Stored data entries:
──────────────────────────────

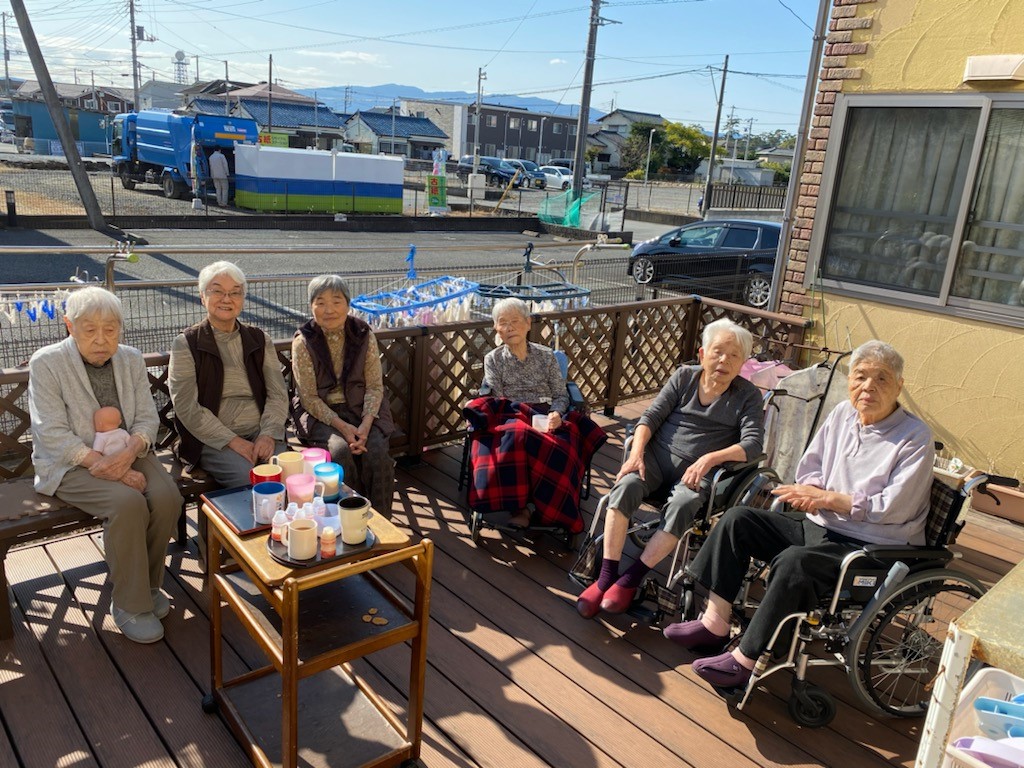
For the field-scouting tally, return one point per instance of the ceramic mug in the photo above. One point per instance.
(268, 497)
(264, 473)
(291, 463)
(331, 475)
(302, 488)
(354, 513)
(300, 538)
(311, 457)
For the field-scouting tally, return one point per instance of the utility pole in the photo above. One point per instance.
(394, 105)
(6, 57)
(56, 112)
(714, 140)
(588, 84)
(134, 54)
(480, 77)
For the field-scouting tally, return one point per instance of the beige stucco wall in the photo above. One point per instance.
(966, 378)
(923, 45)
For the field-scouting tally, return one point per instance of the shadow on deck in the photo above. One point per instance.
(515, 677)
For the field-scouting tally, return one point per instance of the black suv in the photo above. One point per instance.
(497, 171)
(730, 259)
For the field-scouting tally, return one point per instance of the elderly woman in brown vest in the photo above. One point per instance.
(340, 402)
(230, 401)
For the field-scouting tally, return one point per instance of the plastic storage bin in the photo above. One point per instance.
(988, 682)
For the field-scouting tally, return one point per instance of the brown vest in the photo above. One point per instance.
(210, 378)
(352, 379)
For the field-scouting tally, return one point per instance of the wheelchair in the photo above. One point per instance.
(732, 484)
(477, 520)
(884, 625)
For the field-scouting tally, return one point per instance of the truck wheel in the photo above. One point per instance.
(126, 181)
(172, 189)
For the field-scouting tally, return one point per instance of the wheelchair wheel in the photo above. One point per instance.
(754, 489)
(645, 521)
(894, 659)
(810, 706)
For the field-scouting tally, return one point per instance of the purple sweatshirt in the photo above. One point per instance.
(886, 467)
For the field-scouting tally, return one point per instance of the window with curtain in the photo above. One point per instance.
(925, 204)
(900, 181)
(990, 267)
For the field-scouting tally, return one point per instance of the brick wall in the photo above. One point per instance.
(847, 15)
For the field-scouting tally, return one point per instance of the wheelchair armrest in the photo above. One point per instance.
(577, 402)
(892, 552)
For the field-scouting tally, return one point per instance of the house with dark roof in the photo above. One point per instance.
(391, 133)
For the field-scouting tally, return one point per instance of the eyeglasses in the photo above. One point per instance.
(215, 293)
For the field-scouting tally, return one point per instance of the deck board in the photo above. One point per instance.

──────────────────────────────

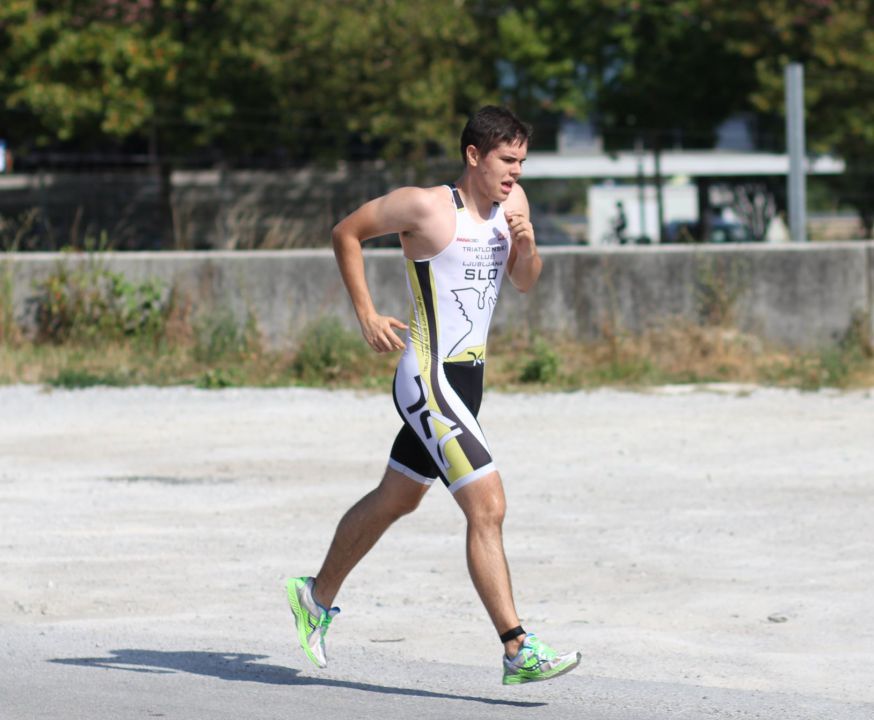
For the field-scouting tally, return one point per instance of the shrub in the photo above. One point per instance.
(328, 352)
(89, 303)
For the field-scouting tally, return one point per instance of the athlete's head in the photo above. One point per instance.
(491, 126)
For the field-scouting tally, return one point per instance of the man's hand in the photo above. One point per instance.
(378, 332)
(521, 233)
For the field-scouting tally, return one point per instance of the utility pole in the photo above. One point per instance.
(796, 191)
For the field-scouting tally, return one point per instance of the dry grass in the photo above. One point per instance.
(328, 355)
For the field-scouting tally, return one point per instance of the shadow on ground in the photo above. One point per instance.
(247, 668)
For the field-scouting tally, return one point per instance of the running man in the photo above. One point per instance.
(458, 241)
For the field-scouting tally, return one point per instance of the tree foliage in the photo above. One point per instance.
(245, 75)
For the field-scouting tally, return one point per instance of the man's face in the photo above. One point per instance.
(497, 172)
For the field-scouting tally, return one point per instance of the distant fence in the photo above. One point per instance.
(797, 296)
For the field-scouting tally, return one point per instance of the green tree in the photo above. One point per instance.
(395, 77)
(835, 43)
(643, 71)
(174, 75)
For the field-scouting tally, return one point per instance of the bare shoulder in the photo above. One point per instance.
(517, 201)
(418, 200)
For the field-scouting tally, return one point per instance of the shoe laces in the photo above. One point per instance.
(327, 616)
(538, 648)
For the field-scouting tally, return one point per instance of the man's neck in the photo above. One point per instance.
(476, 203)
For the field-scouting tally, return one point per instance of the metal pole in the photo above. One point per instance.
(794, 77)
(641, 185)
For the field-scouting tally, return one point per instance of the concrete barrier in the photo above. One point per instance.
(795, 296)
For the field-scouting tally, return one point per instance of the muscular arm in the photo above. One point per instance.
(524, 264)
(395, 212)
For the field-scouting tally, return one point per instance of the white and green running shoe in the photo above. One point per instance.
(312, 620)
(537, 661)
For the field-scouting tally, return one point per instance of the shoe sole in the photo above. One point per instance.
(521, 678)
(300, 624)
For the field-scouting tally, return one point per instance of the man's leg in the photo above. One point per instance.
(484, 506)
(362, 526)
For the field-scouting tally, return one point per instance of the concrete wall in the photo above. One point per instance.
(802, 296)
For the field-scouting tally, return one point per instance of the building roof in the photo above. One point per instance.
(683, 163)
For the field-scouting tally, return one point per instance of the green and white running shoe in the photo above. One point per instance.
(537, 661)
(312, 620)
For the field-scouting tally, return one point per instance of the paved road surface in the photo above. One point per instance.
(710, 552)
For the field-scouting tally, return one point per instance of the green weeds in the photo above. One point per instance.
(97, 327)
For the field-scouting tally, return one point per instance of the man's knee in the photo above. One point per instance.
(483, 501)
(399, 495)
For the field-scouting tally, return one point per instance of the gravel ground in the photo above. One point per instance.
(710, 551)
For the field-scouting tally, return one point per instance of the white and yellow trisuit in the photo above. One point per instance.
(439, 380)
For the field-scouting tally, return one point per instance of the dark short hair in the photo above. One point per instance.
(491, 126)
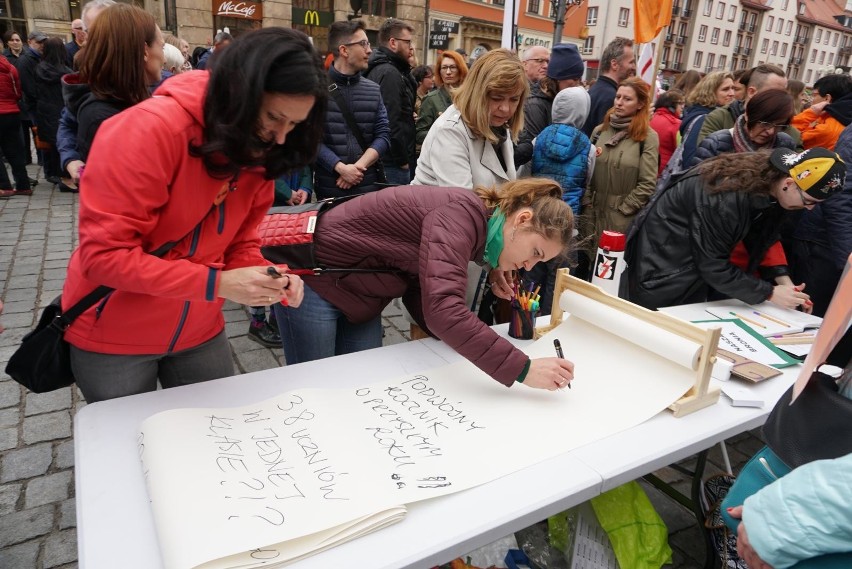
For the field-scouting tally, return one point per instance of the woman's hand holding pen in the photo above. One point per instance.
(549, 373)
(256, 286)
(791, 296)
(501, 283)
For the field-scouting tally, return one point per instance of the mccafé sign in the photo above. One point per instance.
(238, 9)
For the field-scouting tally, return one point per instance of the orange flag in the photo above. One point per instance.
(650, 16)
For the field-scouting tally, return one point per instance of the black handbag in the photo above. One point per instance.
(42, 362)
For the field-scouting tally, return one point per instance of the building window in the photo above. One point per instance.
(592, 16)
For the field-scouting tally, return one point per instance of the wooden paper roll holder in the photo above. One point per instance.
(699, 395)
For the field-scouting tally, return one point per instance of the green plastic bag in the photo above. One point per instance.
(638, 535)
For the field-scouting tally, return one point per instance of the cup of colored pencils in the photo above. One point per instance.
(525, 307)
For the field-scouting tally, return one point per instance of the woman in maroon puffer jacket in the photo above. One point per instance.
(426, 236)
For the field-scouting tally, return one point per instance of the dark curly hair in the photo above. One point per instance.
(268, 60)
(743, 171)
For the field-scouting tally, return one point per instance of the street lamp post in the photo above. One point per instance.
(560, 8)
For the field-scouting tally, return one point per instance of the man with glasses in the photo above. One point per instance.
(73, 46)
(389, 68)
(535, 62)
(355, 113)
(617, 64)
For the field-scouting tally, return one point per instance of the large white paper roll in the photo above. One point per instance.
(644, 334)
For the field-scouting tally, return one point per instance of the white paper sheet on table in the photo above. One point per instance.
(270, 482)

──────────────────────────────

▶ **Your assignment**
What is needed is a verbatim copy of every line in the records above from the one containing "the wheelchair armrest" down to the one containing "of the deck", both included, and nothing more.

▶ **Response below**
For the field-scouting tally, return one point per instance of the wheelchair armrest in the photo above. One point per instance.
(577, 402)
(892, 552)
For the field-scouting tally, return one point per instance of the house with dark roof in the photo above. One point per instance.
(391, 133)
For the field-scouting tally, return one point per instance of the eyeglasses in the photo above. One point per instance.
(215, 293)
For the field-scouting tally, return one point per instance of the deck board in the photo above. One point per instance.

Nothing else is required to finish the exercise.